Work to do —
**1)** For each statement below, say whether it agrees with the Spider-Girl review, answering yes or no and quoting the review's deciding words. (a) The new series replaces the second-person narration with May Parker's first-person point of view. (b) Adding Sal Buscema makes the artwork less precise. (c) The comic is published by DC.
**2)** Please resume the Spider-Girl review where it stops, after its last sentence.

··· Quoted passage

Posted: Saturday, October 21, 2006
By: Ray Tate



"Whatever happend to the daughter of Spider-Man?"

Talents: Tom DeFalco & Ron Frenz, Sal Buscema(finishes), Gotham(c)
Publisher: Marvel

The tensile strength of May Parker's web strengthens in this new series of the fan-favorite character Spider-Girl. Amazing Spider-Girl feels as fresh as a summer breeze after a particularly cold and drab winter. Tom DeFalco chooses to chuck the second person narrative that became one of the book's signatures and instead relates the narration through May Parker's first-person point of view. This makes Amazing Spider-Girl not just amazing but more friendly.

The addition of Sal Buscema to the artwork gives the book a much sharper and overall more precise look. Buscema's art meshes effortlessly with Ron Frenz's preliminaries and his visual storycrafting ability. Their combined techniques make the action frenetic as well as what can only be described as Marvel. May exhibits the type of kinetic energy we're used to seeing from Spider-Man of the seventies, arguably his Renaissance period.

······
··· Dataset records

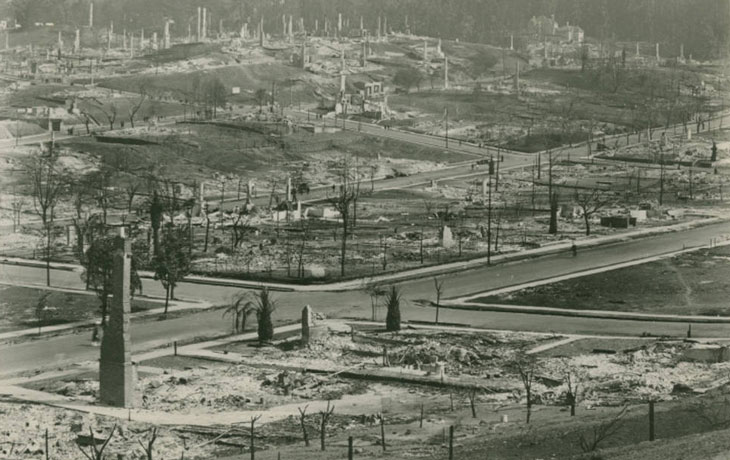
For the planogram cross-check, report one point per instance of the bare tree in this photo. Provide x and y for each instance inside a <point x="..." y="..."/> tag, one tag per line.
<point x="131" y="190"/>
<point x="17" y="203"/>
<point x="110" y="114"/>
<point x="324" y="418"/>
<point x="590" y="202"/>
<point x="526" y="368"/>
<point x="302" y="422"/>
<point x="47" y="186"/>
<point x="573" y="379"/>
<point x="41" y="306"/>
<point x="134" y="108"/>
<point x="241" y="225"/>
<point x="97" y="453"/>
<point x="302" y="247"/>
<point x="439" y="287"/>
<point x="261" y="96"/>
<point x="375" y="291"/>
<point x="83" y="221"/>
<point x="253" y="447"/>
<point x="473" y="402"/>
<point x="590" y="441"/>
<point x="148" y="448"/>
<point x="342" y="202"/>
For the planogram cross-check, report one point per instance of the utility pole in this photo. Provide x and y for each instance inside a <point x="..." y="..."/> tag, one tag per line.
<point x="489" y="220"/>
<point x="496" y="179"/>
<point x="661" y="176"/>
<point x="447" y="128"/>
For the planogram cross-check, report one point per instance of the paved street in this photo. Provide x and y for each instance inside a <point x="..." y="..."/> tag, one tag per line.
<point x="74" y="348"/>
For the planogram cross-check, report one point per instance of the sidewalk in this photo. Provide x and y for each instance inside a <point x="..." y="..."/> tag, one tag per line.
<point x="414" y="273"/>
<point x="175" y="306"/>
<point x="466" y="303"/>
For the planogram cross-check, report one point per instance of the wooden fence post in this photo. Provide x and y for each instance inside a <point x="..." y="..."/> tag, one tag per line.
<point x="451" y="442"/>
<point x="651" y="421"/>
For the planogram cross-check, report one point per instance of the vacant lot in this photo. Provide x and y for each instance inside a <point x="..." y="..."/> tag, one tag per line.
<point x="695" y="283"/>
<point x="19" y="307"/>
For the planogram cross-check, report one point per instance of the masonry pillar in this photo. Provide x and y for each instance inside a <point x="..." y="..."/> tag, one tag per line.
<point x="116" y="372"/>
<point x="198" y="30"/>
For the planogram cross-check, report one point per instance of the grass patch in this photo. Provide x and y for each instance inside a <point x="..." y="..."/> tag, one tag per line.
<point x="17" y="308"/>
<point x="694" y="283"/>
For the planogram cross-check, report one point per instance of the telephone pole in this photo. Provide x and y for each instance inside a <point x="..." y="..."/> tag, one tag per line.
<point x="489" y="220"/>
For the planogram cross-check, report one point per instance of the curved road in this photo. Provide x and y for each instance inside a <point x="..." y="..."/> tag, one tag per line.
<point x="356" y="304"/>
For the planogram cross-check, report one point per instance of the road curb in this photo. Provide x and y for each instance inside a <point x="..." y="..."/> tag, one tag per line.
<point x="417" y="273"/>
<point x="592" y="314"/>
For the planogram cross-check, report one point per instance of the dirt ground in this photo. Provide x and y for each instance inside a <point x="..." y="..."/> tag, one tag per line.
<point x="268" y="379"/>
<point x="17" y="307"/>
<point x="695" y="283"/>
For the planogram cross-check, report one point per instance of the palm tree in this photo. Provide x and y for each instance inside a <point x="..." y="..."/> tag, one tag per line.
<point x="265" y="306"/>
<point x="392" y="302"/>
<point x="240" y="309"/>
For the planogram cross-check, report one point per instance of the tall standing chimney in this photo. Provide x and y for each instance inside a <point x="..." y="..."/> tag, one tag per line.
<point x="198" y="30"/>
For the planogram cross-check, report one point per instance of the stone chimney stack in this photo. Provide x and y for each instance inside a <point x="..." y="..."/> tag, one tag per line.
<point x="204" y="25"/>
<point x="117" y="376"/>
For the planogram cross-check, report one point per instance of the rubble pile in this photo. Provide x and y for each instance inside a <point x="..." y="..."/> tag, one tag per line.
<point x="24" y="426"/>
<point x="656" y="371"/>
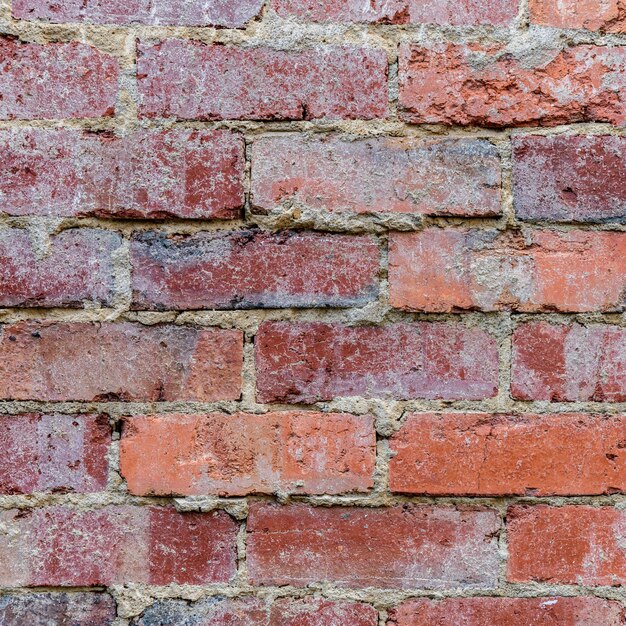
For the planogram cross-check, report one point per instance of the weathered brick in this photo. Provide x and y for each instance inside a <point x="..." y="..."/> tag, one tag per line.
<point x="603" y="15"/>
<point x="406" y="547"/>
<point x="251" y="269"/>
<point x="489" y="270"/>
<point x="309" y="362"/>
<point x="566" y="454"/>
<point x="191" y="80"/>
<point x="578" y="545"/>
<point x="53" y="453"/>
<point x="243" y="453"/>
<point x="56" y="80"/>
<point x="58" y="546"/>
<point x="76" y="268"/>
<point x="155" y="174"/>
<point x="118" y="362"/>
<point x="569" y="363"/>
<point x="544" y="611"/>
<point x="569" y="178"/>
<point x="453" y="177"/>
<point x="458" y="84"/>
<point x="443" y="12"/>
<point x="164" y="12"/>
<point x="52" y="609"/>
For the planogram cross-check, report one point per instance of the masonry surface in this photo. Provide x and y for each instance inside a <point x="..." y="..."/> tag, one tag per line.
<point x="312" y="313"/>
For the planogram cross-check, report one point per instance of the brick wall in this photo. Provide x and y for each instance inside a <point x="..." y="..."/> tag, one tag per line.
<point x="312" y="312"/>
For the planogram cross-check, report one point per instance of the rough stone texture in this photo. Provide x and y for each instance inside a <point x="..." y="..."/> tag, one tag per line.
<point x="489" y="86"/>
<point x="570" y="178"/>
<point x="576" y="545"/>
<point x="241" y="454"/>
<point x="544" y="611"/>
<point x="176" y="173"/>
<point x="539" y="455"/>
<point x="466" y="13"/>
<point x="569" y="363"/>
<point x="58" y="546"/>
<point x="57" y="453"/>
<point x="309" y="362"/>
<point x="55" y="80"/>
<point x="603" y="15"/>
<point x="454" y="177"/>
<point x="253" y="269"/>
<point x="75" y="269"/>
<point x="104" y="362"/>
<point x="487" y="270"/>
<point x="191" y="80"/>
<point x="57" y="609"/>
<point x="164" y="12"/>
<point x="406" y="547"/>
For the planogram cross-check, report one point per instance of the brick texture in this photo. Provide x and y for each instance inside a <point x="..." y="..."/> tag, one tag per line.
<point x="241" y="454"/>
<point x="249" y="269"/>
<point x="406" y="547"/>
<point x="377" y="175"/>
<point x="540" y="455"/>
<point x="177" y="173"/>
<point x="486" y="270"/>
<point x="315" y="361"/>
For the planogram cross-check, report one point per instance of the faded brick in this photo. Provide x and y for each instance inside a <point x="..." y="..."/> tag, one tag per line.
<point x="243" y="453"/>
<point x="118" y="362"/>
<point x="55" y="81"/>
<point x="192" y="80"/>
<point x="228" y="13"/>
<point x="572" y="545"/>
<point x="487" y="85"/>
<point x="400" y="175"/>
<point x="248" y="269"/>
<point x="77" y="268"/>
<point x="58" y="546"/>
<point x="570" y="178"/>
<point x="569" y="363"/>
<point x="408" y="547"/>
<point x="488" y="270"/>
<point x="155" y="174"/>
<point x="539" y="455"/>
<point x="311" y="362"/>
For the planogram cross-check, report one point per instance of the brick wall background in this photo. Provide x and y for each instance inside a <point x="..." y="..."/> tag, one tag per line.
<point x="312" y="312"/>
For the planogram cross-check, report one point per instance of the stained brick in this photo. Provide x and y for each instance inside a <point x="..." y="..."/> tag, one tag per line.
<point x="452" y="177"/>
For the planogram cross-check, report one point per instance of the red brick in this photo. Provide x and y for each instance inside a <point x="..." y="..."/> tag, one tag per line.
<point x="309" y="362"/>
<point x="244" y="453"/>
<point x="535" y="270"/>
<point x="252" y="269"/>
<point x="453" y="177"/>
<point x="191" y="80"/>
<point x="566" y="454"/>
<point x="118" y="362"/>
<point x="76" y="269"/>
<point x="442" y="12"/>
<point x="46" y="609"/>
<point x="545" y="611"/>
<point x="569" y="363"/>
<point x="320" y="612"/>
<point x="56" y="80"/>
<point x="156" y="174"/>
<point x="604" y="15"/>
<point x="577" y="545"/>
<point x="569" y="178"/>
<point x="58" y="546"/>
<point x="164" y="12"/>
<point x="487" y="85"/>
<point x="406" y="547"/>
<point x="54" y="453"/>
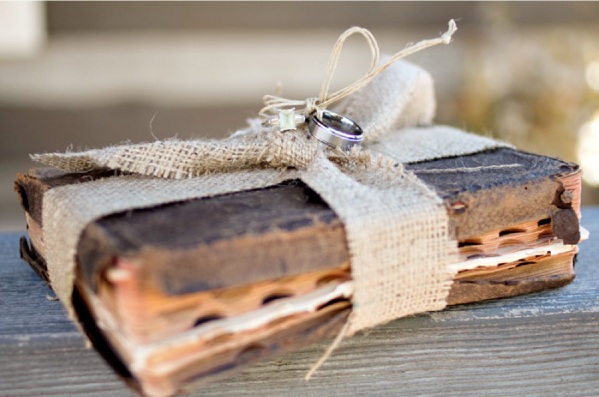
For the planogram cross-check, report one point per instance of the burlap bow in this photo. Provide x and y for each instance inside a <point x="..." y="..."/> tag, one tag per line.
<point x="396" y="227"/>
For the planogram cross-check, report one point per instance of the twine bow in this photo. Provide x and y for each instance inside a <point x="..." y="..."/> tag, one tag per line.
<point x="274" y="103"/>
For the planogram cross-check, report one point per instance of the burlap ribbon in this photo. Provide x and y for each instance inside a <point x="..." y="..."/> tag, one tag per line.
<point x="396" y="226"/>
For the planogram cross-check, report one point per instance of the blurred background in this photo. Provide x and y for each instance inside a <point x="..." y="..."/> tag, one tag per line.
<point x="77" y="75"/>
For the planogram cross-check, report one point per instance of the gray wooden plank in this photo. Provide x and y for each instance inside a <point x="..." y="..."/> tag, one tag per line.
<point x="535" y="345"/>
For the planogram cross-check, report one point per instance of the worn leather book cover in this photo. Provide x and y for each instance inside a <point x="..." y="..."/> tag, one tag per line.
<point x="203" y="286"/>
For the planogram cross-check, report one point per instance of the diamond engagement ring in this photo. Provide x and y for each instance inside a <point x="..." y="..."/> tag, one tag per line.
<point x="335" y="130"/>
<point x="287" y="120"/>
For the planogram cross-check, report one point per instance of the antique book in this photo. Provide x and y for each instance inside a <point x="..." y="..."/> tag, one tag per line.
<point x="186" y="292"/>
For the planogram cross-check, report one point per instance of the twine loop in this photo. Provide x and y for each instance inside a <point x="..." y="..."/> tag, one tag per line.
<point x="273" y="104"/>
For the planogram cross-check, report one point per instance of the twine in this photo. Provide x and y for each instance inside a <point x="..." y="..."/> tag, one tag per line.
<point x="274" y="103"/>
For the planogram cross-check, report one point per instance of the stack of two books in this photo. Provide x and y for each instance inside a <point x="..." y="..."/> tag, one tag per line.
<point x="184" y="293"/>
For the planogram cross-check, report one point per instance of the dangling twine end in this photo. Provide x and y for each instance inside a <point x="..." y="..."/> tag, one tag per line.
<point x="330" y="349"/>
<point x="453" y="27"/>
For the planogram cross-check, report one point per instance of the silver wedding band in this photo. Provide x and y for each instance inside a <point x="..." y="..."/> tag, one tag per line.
<point x="335" y="130"/>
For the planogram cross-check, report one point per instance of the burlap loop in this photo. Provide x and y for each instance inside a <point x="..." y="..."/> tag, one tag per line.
<point x="396" y="227"/>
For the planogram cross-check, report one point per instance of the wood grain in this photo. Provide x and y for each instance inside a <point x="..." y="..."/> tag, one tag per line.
<point x="535" y="345"/>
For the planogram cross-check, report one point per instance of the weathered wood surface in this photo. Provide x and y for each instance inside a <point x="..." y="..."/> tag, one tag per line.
<point x="535" y="345"/>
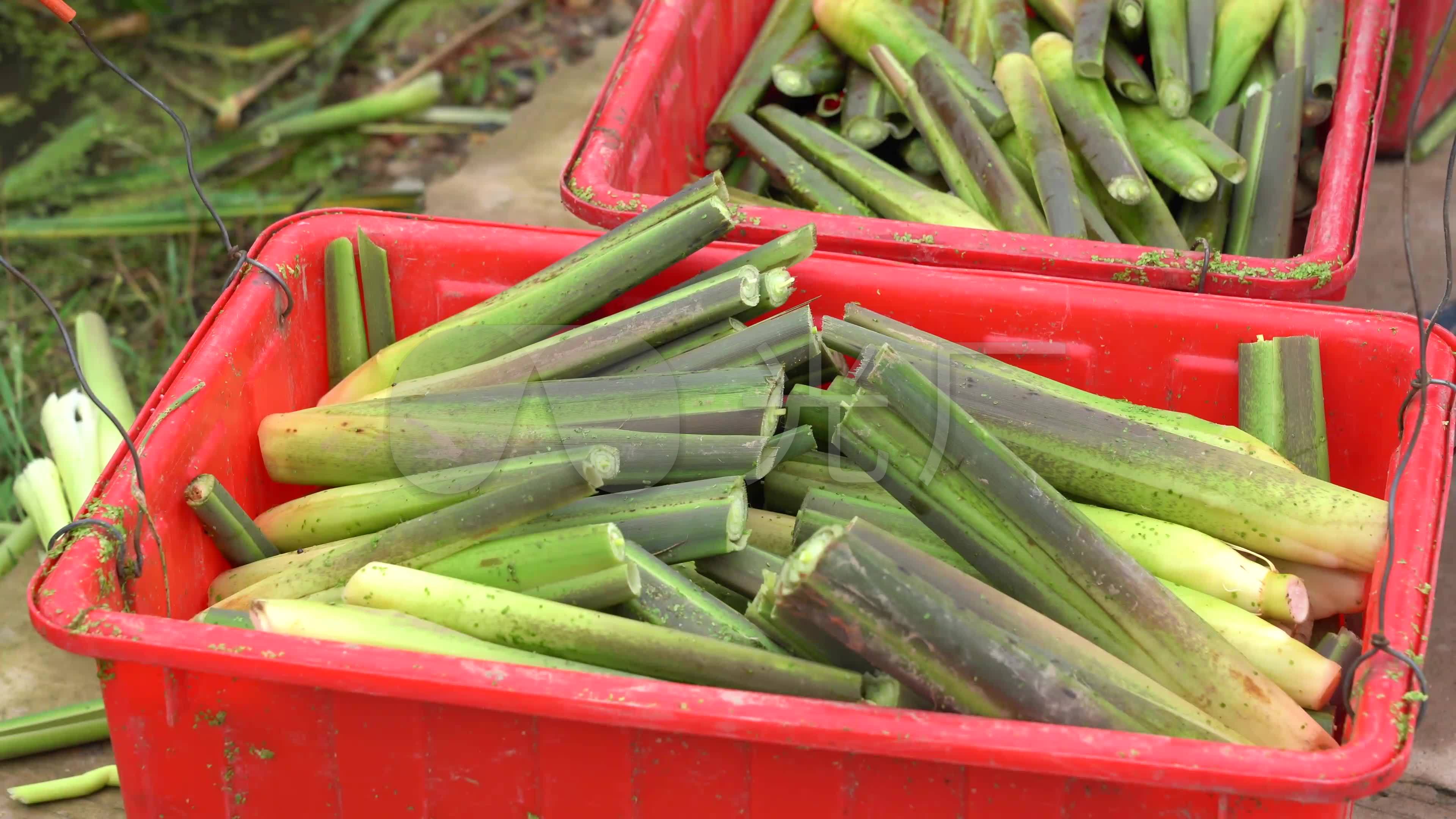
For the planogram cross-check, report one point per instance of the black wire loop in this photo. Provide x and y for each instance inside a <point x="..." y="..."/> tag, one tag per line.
<point x="1379" y="642"/>
<point x="231" y="251"/>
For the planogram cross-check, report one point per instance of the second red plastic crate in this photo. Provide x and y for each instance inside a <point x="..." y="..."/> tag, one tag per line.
<point x="222" y="723"/>
<point x="644" y="140"/>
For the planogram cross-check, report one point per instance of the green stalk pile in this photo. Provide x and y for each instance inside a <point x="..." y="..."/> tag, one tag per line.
<point x="899" y="535"/>
<point x="982" y="116"/>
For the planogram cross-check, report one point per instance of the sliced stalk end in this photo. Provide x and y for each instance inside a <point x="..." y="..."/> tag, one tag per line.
<point x="1129" y="190"/>
<point x="1285" y="598"/>
<point x="1174" y="98"/>
<point x="804" y="560"/>
<point x="777" y="286"/>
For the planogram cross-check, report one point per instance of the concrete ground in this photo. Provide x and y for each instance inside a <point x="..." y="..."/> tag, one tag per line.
<point x="515" y="178"/>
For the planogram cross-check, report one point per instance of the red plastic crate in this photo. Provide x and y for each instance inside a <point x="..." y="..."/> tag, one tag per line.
<point x="1417" y="27"/>
<point x="215" y="722"/>
<point x="646" y="140"/>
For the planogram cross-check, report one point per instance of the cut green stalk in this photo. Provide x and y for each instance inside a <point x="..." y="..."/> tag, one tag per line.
<point x="599" y="591"/>
<point x="53" y="731"/>
<point x="909" y="339"/>
<point x="1090" y="37"/>
<point x="1298" y="670"/>
<point x="1239" y="36"/>
<point x="1331" y="591"/>
<point x="1202" y="563"/>
<point x="344" y="311"/>
<point x="69" y="423"/>
<point x="884" y="188"/>
<point x="771" y="532"/>
<point x="1040" y="138"/>
<point x="232" y="531"/>
<point x="563" y="292"/>
<point x="676" y="522"/>
<point x="526" y="562"/>
<point x="379" y="308"/>
<point x="1282" y="400"/>
<point x="785" y="340"/>
<point x="670" y="599"/>
<point x="587" y="349"/>
<point x="811" y="67"/>
<point x="38" y="490"/>
<point x="651" y="361"/>
<point x="1087" y="111"/>
<point x="787" y="24"/>
<point x="967" y="31"/>
<point x="67" y="788"/>
<point x="1064" y="566"/>
<point x="593" y="637"/>
<point x="1237" y="499"/>
<point x="857" y="25"/>
<point x="17" y="543"/>
<point x="1168" y="46"/>
<point x="966" y="648"/>
<point x="1120" y="66"/>
<point x="791" y="173"/>
<point x="799" y="636"/>
<point x="1132" y="14"/>
<point x="742" y="570"/>
<point x="369" y="441"/>
<point x="1327" y="28"/>
<point x="1008" y="25"/>
<point x="781" y="253"/>
<point x="1263" y="213"/>
<point x="1165" y="158"/>
<point x="1202" y="21"/>
<point x="104" y="375"/>
<point x="863" y="119"/>
<point x="520" y="493"/>
<point x="389" y="105"/>
<point x="386" y="629"/>
<point x="1011" y="205"/>
<point x="934" y="129"/>
<point x="1210" y="221"/>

······

Written answers —
**1)**
(a) Yes: "Tom DeFalco chooses to chuck the second person narrative that became one of the book's signatures and instead relates the narration through May Parker's first-person point of view."
(b) No: "The addition of Sal Buscema to the artwork gives the book a much sharper and overall more precise look."
(c) No: "Publisher: Marvel"

**2)**
Frenz has changed a few elements of May's character design. He gives her a new hairstyle that signifies her more mature look and behavior. He makes her a little happier now that she has a new lease on life, courtesy of advancement and the desire to live a normal life free of the webs. We know that she will once more don the uniform of Spider-Girl, but for now May seems extremely happy, and hopefully the happiness will not go away when she returns to costumed duty.

The addition of a colorist who isn't colorblind also helps this book immensely, and gone are the computer special effects such as the annoying blurring to denote speed that we can consider an experiment failed.

While half the book focuses on the newly energized May Parker, and introduces her supporting cast without the clunk of exposition, DeFalco and Frenz soon get her into action in a plausible way, and if you read the narration--which you should--you can see that May loves the thrill of it all as well as the want to do good. I highly recommend Amazing Spider-Girl for new readers and faithful fans.